** Problems **
**a)** Decide whether each statement below agrees with the forum thread, answering yes or no and quoting the words of the thread that decide it. (i) hoshin1600 says people in the forum already knew that no-touch knockouts are a fallacy. (ii) hoshin1600 says the site has roughly 500 regular members who post. (iii) Frank Dux says the ninjutsu and kung fu schools praise MMA training in their DVD courses.
**b)** Copy everything in the forum thread from "## hoshin1600 (Jan" down to "REAL issues raised.", word for word.

** Text segment **
This coming from a guy who was trained by secret ninja warrior monks.


----------



## hoshin1600 (Jan 20, 2018)

Frank Dux said:


> Wow… does the word hubris register. Hoshin I often wonder why people hide behind an alias and I think your reasons are self evident when your commentary here is just aimed to slight and dismiss me.  It has nothing to do with discussing the REAL issues raised.
> 
> Case in point, self professed ninjutsu and kung fu schools in their DVD courses slight MMA training or use the kill or be killed to excuse themselves from not participating in any form of full contact competition. They use the my techniques can't be altered and would kill argument.
> 
> ...


i see your missing my point.   we all know there are charlatan's out there. this is not news to us. we already were quite aware of the fallacy of no touch knockouts and magic chi balls. the list of these people and their beliefs are endless in absurdity.  so the question is ok  ...now what ?,,, no one here thinks this is true. what was your point?  is there something you wanted to delve into on this?  there will be no takers on challenging you on this being true or not  so what now..?


----------



## Midnight-shadow (Jan 20, 2018)

hoshin1600 said:


> i see your missing my point.   we all know there are charlatan's out there. this is not news to us. we already were quite aware of the fallacy of no touch knockouts and magic chi balls. the list of these people and their beliefs are endless in absurdity.  so the question is ok  ...now what ?,,, no one here thinks this is true. what was your point?  is there something you wanted to delve into on this?  there will be no takers on challenging you on this being true or not  so what now..?



I feel that the term "preaching to the choir" applies very aptly here.


----------



## Frank Dux (Jan 20, 2018)

hoshin1600 said:


> actually i am challenging your opinions and observations.  your posts so far are non issues.  the fact is ...your posting on a web sight that has maybe 50 regular members who post.  your posts are not bringing anything new to the table.  your myths are obvious to us.  now if you want to present it in an original way with a deeper level of nuance then fine, im all on board.   but the method your using of the Fact VS Fiction is white belt level thinking.  i think the posters here are better than that.  i am not trying to be argumentitive about it but your post is better suited to the naive beginners or even people outside of MA.   i will assume that you have been training for a long time based on your identity.  i would think your level of experience and understanding would be better than a 10 year old.
> lets pass on trying to dispel basic myths, we all know there are no green people living at the center of the earth.

** Material shown **

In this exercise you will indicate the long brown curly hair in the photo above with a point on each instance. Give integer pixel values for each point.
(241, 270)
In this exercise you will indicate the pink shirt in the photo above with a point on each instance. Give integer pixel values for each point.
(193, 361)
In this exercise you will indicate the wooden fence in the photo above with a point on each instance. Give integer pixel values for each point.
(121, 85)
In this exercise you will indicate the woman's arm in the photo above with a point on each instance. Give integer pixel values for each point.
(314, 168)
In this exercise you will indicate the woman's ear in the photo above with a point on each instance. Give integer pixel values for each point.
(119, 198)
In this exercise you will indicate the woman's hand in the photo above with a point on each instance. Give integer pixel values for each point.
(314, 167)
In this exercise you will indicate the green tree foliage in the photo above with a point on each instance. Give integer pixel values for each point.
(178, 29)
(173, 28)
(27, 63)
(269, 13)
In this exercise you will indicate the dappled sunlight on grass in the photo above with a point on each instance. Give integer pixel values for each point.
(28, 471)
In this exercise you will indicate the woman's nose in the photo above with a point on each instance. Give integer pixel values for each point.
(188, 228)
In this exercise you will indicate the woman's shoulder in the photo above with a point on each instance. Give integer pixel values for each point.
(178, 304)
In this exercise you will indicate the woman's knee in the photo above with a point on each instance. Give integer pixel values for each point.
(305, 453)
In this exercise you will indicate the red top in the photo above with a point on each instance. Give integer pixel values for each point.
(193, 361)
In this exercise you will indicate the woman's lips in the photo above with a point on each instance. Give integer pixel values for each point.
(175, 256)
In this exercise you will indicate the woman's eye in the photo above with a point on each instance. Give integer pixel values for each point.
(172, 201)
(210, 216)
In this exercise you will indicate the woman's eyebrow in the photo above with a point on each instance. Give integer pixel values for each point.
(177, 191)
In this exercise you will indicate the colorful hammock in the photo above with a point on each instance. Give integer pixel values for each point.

** Task-by-task outputs **
**a)**
(i) Yes: "we already were quite aware of the fallacy of no touch knockouts and magic chi balls."
(ii) No: "your posting on a web sight that has maybe 50 regular members who post."
(iii) No: "self professed ninjutsu and kung fu schools in their DVD courses slight MMA training"

**b)**
## hoshin1600 (Jan 20, 2018)

Frank Dux said:


> Wow… does the word hubris register. Hoshin I often wonder why people hide behind an alias and I think your reasons are self evident when your commentary here is just aimed to slight and dismiss me.  It has nothing to do with discussing the REAL issues raised.